GIVEN REQUEST: Word for word, transcribe the lines from the one containing "of the bush" through the end of the entries, both included, and nothing else.

►

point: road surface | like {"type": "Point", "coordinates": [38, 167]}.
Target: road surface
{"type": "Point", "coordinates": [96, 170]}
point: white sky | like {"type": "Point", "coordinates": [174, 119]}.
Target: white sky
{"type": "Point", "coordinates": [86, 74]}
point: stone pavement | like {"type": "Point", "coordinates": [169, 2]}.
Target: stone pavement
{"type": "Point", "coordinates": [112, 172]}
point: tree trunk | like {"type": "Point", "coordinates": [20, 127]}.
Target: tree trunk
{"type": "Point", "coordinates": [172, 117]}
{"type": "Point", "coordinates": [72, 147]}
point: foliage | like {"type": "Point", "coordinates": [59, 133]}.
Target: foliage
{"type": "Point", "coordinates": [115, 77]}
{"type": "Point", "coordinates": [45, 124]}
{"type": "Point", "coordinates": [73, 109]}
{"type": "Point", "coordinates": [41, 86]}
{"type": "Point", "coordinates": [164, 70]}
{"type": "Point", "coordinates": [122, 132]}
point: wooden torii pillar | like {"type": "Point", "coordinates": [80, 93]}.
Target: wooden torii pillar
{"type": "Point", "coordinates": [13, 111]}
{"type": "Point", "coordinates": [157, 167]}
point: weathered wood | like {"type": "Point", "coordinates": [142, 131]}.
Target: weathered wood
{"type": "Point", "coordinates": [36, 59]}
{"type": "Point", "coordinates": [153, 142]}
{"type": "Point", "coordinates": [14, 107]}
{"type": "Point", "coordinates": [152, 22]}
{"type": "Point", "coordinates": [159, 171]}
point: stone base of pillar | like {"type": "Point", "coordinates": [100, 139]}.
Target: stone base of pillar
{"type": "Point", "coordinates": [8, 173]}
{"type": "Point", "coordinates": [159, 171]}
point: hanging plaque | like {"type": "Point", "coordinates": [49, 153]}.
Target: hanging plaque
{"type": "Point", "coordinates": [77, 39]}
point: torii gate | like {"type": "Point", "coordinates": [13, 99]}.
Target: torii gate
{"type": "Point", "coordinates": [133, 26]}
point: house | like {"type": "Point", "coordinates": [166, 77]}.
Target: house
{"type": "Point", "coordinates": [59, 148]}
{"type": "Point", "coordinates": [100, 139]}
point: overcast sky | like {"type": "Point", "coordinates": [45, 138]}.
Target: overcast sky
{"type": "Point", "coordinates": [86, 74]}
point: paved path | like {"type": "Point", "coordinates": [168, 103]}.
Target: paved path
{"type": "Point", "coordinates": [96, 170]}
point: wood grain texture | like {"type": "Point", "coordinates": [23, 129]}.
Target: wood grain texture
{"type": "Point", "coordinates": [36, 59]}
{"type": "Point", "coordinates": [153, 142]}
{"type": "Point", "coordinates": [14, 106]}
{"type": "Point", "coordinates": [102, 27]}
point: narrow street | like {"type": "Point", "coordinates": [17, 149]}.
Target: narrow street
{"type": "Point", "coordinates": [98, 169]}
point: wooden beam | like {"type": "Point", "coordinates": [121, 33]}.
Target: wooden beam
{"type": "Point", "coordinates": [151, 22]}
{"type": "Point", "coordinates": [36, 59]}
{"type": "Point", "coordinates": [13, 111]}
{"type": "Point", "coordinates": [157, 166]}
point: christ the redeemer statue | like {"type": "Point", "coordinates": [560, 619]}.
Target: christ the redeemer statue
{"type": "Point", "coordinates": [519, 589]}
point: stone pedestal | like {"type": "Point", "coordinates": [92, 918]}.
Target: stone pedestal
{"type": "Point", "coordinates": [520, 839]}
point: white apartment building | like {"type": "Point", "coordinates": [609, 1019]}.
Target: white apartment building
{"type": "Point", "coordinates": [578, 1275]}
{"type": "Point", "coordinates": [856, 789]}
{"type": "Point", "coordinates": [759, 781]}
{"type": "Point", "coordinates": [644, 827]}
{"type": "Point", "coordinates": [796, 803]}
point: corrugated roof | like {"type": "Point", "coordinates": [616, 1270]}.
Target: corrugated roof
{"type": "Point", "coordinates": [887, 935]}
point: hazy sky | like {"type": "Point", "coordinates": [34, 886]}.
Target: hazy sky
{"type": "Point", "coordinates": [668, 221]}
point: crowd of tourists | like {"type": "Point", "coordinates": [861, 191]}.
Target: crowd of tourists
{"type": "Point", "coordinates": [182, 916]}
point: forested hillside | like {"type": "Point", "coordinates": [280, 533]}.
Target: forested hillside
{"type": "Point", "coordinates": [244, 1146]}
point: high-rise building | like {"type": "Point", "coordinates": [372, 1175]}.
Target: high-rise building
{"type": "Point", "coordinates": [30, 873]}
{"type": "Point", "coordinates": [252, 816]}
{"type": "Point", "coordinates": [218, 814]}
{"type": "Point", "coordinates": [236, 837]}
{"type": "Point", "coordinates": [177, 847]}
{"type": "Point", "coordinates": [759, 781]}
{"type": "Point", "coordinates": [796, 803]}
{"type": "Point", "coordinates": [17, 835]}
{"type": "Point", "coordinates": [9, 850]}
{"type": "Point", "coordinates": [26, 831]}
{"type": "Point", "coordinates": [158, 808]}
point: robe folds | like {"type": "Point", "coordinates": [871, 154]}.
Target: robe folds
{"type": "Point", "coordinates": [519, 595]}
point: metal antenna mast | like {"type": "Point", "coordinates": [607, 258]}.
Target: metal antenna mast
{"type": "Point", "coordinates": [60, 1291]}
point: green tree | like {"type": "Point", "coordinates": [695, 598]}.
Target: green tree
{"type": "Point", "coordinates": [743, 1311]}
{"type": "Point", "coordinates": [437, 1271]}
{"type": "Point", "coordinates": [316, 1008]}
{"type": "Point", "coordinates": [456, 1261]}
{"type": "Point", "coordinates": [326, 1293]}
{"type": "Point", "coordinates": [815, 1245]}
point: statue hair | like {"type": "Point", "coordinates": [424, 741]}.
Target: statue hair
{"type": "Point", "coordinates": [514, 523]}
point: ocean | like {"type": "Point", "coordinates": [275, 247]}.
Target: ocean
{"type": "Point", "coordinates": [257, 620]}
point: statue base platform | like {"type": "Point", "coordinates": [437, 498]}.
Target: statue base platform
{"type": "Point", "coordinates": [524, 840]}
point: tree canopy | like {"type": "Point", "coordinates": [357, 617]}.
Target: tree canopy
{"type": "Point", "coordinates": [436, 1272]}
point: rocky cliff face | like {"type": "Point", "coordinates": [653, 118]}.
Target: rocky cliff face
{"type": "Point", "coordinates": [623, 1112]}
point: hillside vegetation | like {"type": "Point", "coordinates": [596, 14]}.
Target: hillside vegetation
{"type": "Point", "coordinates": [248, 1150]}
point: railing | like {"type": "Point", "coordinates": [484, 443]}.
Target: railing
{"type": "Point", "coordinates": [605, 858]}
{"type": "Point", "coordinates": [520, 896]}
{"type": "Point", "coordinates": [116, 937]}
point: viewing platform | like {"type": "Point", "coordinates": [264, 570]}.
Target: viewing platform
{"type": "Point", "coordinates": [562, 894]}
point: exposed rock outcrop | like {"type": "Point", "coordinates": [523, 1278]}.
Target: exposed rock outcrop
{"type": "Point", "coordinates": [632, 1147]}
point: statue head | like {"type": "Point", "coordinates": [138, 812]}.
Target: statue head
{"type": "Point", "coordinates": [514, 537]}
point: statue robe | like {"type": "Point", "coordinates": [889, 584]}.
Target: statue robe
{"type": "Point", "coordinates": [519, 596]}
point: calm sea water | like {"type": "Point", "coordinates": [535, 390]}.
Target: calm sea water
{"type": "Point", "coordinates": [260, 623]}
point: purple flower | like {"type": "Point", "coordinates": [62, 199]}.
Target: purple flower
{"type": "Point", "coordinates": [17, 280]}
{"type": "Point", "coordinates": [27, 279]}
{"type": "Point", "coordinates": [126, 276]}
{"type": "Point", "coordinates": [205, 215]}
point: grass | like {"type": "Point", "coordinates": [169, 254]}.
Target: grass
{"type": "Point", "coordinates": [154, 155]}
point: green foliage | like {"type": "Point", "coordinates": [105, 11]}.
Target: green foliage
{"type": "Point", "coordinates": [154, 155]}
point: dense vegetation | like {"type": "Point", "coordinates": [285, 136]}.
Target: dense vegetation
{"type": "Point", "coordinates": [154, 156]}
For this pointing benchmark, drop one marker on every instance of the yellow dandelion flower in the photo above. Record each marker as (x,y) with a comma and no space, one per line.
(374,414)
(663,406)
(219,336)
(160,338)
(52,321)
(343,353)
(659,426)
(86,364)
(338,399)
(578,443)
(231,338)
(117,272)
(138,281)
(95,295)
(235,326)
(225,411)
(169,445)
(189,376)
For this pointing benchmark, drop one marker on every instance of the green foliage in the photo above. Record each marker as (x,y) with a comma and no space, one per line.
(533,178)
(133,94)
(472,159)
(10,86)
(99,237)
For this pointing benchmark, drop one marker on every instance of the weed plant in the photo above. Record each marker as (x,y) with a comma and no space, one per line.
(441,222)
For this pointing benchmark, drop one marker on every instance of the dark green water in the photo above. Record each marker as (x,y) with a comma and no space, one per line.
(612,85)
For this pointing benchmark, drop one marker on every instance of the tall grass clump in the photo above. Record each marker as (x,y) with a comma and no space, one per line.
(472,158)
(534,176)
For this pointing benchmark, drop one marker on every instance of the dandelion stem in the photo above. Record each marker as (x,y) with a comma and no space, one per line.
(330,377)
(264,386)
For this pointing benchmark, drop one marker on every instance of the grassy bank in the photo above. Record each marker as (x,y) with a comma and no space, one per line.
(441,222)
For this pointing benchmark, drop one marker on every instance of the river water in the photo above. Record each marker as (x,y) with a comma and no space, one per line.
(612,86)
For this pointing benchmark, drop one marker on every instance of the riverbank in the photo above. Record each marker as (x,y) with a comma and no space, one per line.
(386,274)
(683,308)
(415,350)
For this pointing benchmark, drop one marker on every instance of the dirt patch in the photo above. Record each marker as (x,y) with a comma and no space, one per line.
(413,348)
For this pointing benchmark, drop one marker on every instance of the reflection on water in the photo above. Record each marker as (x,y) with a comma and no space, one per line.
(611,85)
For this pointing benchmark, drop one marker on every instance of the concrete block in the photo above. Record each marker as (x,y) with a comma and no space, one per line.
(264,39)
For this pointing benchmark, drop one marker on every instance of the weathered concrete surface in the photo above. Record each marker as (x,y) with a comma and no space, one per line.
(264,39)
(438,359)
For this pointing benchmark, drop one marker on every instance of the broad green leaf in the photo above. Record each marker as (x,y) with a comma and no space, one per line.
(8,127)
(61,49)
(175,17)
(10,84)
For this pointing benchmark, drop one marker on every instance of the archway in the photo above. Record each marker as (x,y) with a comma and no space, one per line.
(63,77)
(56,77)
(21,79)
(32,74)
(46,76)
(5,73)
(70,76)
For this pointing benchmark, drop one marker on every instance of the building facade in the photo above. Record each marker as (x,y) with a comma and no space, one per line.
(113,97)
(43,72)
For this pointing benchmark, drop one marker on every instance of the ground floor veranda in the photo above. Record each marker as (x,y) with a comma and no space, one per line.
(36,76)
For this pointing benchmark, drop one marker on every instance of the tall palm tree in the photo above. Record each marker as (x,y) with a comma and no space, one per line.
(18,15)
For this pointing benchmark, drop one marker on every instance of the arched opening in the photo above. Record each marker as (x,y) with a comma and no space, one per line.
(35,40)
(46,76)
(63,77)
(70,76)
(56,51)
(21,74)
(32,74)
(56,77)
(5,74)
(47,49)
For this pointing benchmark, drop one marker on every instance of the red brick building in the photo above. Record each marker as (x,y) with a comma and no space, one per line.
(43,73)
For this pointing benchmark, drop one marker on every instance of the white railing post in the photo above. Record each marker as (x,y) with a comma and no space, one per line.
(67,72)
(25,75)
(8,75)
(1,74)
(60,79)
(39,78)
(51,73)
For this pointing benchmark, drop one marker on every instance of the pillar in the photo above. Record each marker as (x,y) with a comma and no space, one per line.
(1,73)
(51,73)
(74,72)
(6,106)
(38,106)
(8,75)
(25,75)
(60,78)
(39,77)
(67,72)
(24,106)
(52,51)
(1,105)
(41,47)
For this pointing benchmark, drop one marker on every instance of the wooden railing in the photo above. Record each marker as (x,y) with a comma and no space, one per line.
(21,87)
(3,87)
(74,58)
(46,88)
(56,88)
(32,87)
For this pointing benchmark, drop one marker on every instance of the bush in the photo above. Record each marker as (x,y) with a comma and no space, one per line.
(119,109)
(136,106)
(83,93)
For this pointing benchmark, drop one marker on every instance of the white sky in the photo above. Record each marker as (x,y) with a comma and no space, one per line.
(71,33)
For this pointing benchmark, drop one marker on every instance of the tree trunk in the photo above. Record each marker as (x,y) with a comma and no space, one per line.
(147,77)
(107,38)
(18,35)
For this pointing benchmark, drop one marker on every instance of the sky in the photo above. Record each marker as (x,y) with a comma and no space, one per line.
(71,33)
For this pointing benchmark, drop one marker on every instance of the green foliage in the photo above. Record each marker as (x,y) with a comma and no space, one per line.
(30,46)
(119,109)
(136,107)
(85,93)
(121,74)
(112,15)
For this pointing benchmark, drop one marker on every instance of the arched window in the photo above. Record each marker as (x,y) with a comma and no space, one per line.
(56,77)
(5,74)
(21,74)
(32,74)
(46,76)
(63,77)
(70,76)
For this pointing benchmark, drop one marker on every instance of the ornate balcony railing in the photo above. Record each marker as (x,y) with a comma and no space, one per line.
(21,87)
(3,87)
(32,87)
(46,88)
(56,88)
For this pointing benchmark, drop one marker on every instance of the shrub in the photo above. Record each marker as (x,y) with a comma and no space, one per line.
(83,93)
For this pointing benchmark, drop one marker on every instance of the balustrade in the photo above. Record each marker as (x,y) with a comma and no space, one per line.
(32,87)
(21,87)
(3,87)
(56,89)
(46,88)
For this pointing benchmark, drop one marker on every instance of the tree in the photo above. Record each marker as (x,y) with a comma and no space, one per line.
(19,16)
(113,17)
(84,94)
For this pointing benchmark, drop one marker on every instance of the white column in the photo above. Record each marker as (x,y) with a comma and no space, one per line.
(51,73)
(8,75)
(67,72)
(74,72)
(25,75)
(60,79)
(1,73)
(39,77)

◄

THE RESULT:
For this pointing benchmark, drop one marker on every instance of the bush in the photo above. Record each marker as (x,y) with a comma and no space, one per line.
(119,109)
(136,106)
(83,93)
For this pointing benchmark, drop one marker on every instance of the white sky in the photo above. Record each marker as (x,y) with a comma and no space, one per line.
(71,33)
For this pointing benchmark, drop one marker on every instance of the tree trunk in the photo above. Record each marker as (x,y) with a comma and no space, one per line.
(147,77)
(107,38)
(18,35)
For this pointing benchmark, drop one marker on every instance of the sky in the photo above. Record each marker as (x,y) with a comma and no space, one per line.
(71,33)
For this pointing benchmark, drop one marker on every instance of the green foliage in the photo above. Record each marker as (x,y) with a comma and no space, one per line.
(30,46)
(119,109)
(136,107)
(85,93)
(121,74)
(112,15)
For this pointing benchmark, drop one marker on every instance of the arched window in the photo above. Record each marker as (x,y) with a comma and no space, one per line.
(56,77)
(5,74)
(21,74)
(32,74)
(46,76)
(63,77)
(70,76)
For this pointing benchmark, drop one marker on every instance of the ornate balcony railing in the photo above. Record each marker as (x,y) with a comma and no space, one per line.
(21,87)
(3,87)
(32,87)
(46,88)
(56,88)
For this pointing benchmark, drop one marker on every instance of the shrub in the photo above. Record each marker as (x,y) with a comma and no space, one per line.
(83,93)
For this pointing benchmark, drop one marker on every instance of the balustrade in the photo above. Record each marker as (x,y) with a comma and no space, one per line.
(32,87)
(21,87)
(3,87)
(56,89)
(46,88)
For this pointing benchmark, drop one marker on every instance of the tree in the photo above. Record each marker as (x,y) with a comma and no space, one per line.
(19,16)
(113,17)
(84,94)
For this pointing benchmark, drop one marker on every instance of the white column in the photo above. Record each marker as (x,y) with a comma and no space, one per line.
(51,73)
(8,75)
(67,72)
(74,72)
(25,75)
(60,79)
(1,73)
(39,77)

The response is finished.